Problem statement: Recast every line of the rows below as a Markdown table with the columns Item and Line Text. Number the lines in order and omit blank lines.
::: Dataset
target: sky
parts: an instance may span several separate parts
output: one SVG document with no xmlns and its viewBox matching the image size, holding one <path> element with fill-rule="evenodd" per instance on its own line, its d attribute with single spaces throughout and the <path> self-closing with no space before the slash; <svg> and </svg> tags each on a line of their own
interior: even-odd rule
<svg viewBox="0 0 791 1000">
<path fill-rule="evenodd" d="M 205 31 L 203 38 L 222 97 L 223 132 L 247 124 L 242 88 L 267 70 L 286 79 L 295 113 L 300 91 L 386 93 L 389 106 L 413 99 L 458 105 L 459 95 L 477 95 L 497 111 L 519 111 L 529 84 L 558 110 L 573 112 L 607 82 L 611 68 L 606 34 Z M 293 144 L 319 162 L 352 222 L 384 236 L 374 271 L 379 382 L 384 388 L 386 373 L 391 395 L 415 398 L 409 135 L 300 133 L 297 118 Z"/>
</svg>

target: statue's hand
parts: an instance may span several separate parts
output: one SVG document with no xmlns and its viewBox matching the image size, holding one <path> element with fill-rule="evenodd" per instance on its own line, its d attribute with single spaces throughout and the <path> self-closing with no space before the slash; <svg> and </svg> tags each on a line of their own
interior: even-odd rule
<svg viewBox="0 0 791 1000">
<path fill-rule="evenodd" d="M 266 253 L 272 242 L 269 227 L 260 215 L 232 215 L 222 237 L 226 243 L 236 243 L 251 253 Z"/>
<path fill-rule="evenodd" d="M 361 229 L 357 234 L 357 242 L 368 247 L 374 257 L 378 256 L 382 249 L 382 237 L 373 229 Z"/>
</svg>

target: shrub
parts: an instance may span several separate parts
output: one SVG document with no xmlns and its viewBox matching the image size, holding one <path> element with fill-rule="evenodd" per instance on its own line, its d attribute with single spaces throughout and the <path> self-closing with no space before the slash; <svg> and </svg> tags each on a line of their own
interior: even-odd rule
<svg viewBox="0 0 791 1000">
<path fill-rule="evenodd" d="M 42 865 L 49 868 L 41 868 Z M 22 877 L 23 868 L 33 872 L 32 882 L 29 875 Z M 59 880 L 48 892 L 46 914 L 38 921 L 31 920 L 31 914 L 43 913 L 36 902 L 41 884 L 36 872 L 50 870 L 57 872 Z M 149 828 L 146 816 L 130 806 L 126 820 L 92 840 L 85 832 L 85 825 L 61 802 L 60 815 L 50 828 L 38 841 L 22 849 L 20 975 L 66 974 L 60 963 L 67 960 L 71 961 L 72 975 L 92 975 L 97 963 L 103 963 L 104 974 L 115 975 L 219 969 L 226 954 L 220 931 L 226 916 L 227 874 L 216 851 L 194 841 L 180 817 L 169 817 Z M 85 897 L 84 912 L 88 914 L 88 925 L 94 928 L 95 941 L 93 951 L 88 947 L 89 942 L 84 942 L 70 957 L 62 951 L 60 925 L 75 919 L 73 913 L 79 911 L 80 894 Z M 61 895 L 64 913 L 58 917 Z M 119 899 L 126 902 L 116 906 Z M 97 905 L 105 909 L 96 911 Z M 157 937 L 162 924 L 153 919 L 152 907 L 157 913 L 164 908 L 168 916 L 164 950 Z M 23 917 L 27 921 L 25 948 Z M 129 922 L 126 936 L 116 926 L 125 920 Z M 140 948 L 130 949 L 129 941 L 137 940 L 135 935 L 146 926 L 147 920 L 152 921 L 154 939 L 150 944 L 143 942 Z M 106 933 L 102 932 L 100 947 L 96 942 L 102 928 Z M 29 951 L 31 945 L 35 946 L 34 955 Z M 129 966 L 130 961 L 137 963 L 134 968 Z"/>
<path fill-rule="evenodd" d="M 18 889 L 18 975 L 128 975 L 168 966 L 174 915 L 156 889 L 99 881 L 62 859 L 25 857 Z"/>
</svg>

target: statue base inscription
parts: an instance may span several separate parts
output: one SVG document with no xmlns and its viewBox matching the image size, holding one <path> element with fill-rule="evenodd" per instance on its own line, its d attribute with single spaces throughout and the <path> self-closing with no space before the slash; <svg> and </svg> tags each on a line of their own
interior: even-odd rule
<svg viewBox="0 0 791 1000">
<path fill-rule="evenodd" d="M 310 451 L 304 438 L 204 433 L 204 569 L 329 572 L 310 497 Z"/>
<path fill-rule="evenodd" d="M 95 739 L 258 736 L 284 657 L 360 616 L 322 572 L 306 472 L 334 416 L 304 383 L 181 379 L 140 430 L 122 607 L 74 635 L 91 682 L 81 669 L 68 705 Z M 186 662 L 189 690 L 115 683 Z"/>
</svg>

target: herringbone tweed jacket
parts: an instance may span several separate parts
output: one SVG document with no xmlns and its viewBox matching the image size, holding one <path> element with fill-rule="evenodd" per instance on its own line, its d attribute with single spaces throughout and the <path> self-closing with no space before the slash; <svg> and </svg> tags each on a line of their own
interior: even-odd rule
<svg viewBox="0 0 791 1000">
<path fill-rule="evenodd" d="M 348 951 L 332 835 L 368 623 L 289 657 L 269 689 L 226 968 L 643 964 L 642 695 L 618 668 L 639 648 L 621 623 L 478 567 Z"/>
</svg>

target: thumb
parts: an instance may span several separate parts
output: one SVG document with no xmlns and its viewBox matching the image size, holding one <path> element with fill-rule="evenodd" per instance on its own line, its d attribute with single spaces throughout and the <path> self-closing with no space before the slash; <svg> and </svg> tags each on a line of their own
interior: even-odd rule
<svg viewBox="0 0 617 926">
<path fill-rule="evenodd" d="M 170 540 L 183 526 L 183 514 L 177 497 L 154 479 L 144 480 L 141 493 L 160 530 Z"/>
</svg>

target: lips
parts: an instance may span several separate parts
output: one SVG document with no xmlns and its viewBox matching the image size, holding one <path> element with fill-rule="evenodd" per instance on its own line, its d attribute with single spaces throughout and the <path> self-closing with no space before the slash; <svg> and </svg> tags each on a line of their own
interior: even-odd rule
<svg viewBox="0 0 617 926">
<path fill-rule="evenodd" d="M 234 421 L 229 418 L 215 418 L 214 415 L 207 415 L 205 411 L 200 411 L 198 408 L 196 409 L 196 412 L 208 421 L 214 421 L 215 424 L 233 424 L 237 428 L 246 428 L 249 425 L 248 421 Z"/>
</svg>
::::::
Full answer:
| Item | Line Text |
|---|---|
| 1 | target: sky |
| 2 | parts: an instance may span several separate parts |
| 3 | output: one SVG document with no xmlns and its viewBox matching the image size, holding one <path> element with fill-rule="evenodd" per instance on its own line, its d attribute with single spaces throughout and the <path> self-closing with no space before the slash; <svg> and </svg> tags each on a line of their own |
| 4 | interior: even-odd rule |
| 5 | <svg viewBox="0 0 791 1000"> |
| 6 | <path fill-rule="evenodd" d="M 205 31 L 203 38 L 222 97 L 223 132 L 247 124 L 242 88 L 267 70 L 286 79 L 295 113 L 300 91 L 386 93 L 389 106 L 413 99 L 458 105 L 459 95 L 477 95 L 497 111 L 519 111 L 529 84 L 558 110 L 573 112 L 607 82 L 611 68 L 606 34 Z M 293 144 L 319 162 L 352 222 L 384 236 L 374 271 L 379 382 L 384 388 L 386 373 L 391 395 L 415 398 L 409 135 L 300 133 L 297 118 Z"/> |
| 7 | </svg> |
| 8 | target: statue's hand |
| 9 | parts: an instance may span several separate parts |
| 10 | output: one SVG document with no xmlns and its viewBox matching the image size, holding one <path> element with fill-rule="evenodd" per instance on its own line, its d attribute with single spaces throughout and the <path> self-closing with no space before the slash; <svg> and </svg> tags each on a line of their own |
| 11 | interior: even-odd rule |
| 12 | <svg viewBox="0 0 791 1000"> |
| 13 | <path fill-rule="evenodd" d="M 266 253 L 272 242 L 269 227 L 260 215 L 232 215 L 222 237 L 226 243 L 236 243 L 251 253 Z"/> |
| 14 | <path fill-rule="evenodd" d="M 361 229 L 357 234 L 357 242 L 368 247 L 374 257 L 378 256 L 382 249 L 382 237 L 373 229 Z"/> |
| 15 | </svg> |
| 16 | target: shrub |
| 17 | parts: an instance may span several separate parts |
| 18 | output: one SVG document with no xmlns and its viewBox matching the image size, holding one <path> element with fill-rule="evenodd" per instance on its own line, its d attribute with single spaces throughout and the <path> self-closing with no space before the slash; <svg> and </svg> tags each on a line of their own |
| 19 | interior: even-odd rule |
| 20 | <svg viewBox="0 0 791 1000"> |
| 21 | <path fill-rule="evenodd" d="M 42 865 L 49 868 L 41 868 Z M 22 877 L 23 868 L 33 872 L 32 882 L 29 875 Z M 59 880 L 48 892 L 46 914 L 38 921 L 31 920 L 31 914 L 43 913 L 36 902 L 41 884 L 36 872 L 50 870 L 57 872 Z M 149 828 L 146 816 L 130 806 L 126 820 L 92 840 L 85 832 L 85 825 L 61 802 L 60 815 L 50 828 L 38 841 L 22 849 L 20 975 L 66 974 L 60 963 L 67 960 L 71 961 L 72 975 L 92 975 L 97 963 L 103 963 L 104 974 L 115 975 L 219 969 L 226 954 L 220 931 L 226 916 L 227 874 L 216 851 L 194 841 L 180 817 L 169 817 Z M 85 897 L 84 912 L 88 914 L 88 925 L 94 928 L 95 941 L 93 951 L 88 947 L 89 942 L 84 942 L 70 957 L 62 951 L 60 925 L 75 919 L 73 913 L 79 911 L 80 894 Z M 61 895 L 64 913 L 58 917 Z M 119 899 L 126 902 L 116 906 Z M 97 905 L 105 909 L 96 911 Z M 157 937 L 162 924 L 153 919 L 152 907 L 157 913 L 164 908 L 168 916 L 164 950 Z M 23 917 L 27 921 L 25 948 Z M 129 922 L 126 936 L 116 926 L 125 920 Z M 140 948 L 130 949 L 129 941 L 137 940 L 135 935 L 146 926 L 147 920 L 152 921 L 154 939 L 150 944 L 143 942 Z M 106 933 L 102 932 L 100 947 L 96 942 L 102 928 Z M 29 951 L 31 945 L 35 946 L 34 955 Z M 129 966 L 130 961 L 137 963 L 134 968 Z"/> |
| 22 | <path fill-rule="evenodd" d="M 18 889 L 18 975 L 128 975 L 168 966 L 174 915 L 156 889 L 99 881 L 62 859 L 25 857 Z"/> |
| 23 | </svg> |
| 24 | target: statue base inscription |
| 25 | parts: an instance may span several separate parts |
| 26 | output: one SVG document with no xmlns and its viewBox matching the image size, holding one <path> element with fill-rule="evenodd" per instance on its own line, its d attribute with single spaces throughout and the <path> self-closing with no space before the slash; <svg> and </svg> tags each on a line of their own |
| 27 | interior: even-odd rule |
| 28 | <svg viewBox="0 0 791 1000"> |
| 29 | <path fill-rule="evenodd" d="M 310 451 L 304 438 L 204 433 L 204 569 L 329 572 L 310 497 Z"/> |
| 30 | <path fill-rule="evenodd" d="M 95 739 L 258 736 L 284 657 L 360 616 L 322 572 L 306 472 L 334 416 L 304 383 L 181 379 L 140 430 L 122 607 L 74 635 L 91 682 L 81 669 L 68 705 Z M 186 662 L 189 690 L 115 683 Z"/> |
| 31 | </svg> |
| 32 | target: herringbone tweed jacket |
| 33 | parts: an instance may span several separate parts |
| 34 | output: one SVG document with no xmlns and its viewBox matching the image size, holding one <path> element with fill-rule="evenodd" per instance on its own line, its d attribute with single spaces throughout and the <path> self-closing with no space before the slash; <svg> and </svg> tags each on a line of their own |
| 35 | interior: even-odd rule |
| 36 | <svg viewBox="0 0 791 1000"> |
| 37 | <path fill-rule="evenodd" d="M 348 951 L 332 835 L 368 623 L 289 657 L 269 689 L 226 968 L 643 964 L 642 695 L 618 668 L 639 648 L 621 623 L 478 567 Z"/> |
| 38 | </svg> |
| 39 | target: thumb |
| 40 | parts: an instance may span several separate parts |
| 41 | output: one SVG document with no xmlns and its viewBox matching the image size, holding one <path> element with fill-rule="evenodd" per instance on its own line, its d attribute with single spaces throughout and the <path> self-closing with no space before the slash; <svg> and </svg> tags each on a line of their own |
| 42 | interior: even-odd rule |
| 43 | <svg viewBox="0 0 617 926"> |
| 44 | <path fill-rule="evenodd" d="M 170 540 L 183 526 L 183 514 L 177 497 L 154 479 L 144 480 L 141 493 L 160 530 Z"/> |
| 45 | </svg> |
| 46 | target: lips |
| 47 | parts: an instance may span several separate parts |
| 48 | output: one SVG document with no xmlns and its viewBox matching the image size, holding one <path> element with fill-rule="evenodd" per instance on its own line, its d attribute with single spaces throughout and the <path> self-closing with no space before the slash; <svg> and </svg> tags each on a line of their own |
| 49 | interior: even-odd rule |
| 50 | <svg viewBox="0 0 617 926"> |
| 51 | <path fill-rule="evenodd" d="M 234 421 L 229 418 L 215 418 L 214 415 L 207 415 L 205 411 L 200 411 L 198 408 L 196 409 L 196 412 L 208 421 L 214 421 L 215 424 L 233 424 L 237 428 L 246 428 L 249 425 L 248 421 Z"/> |
| 52 | </svg> |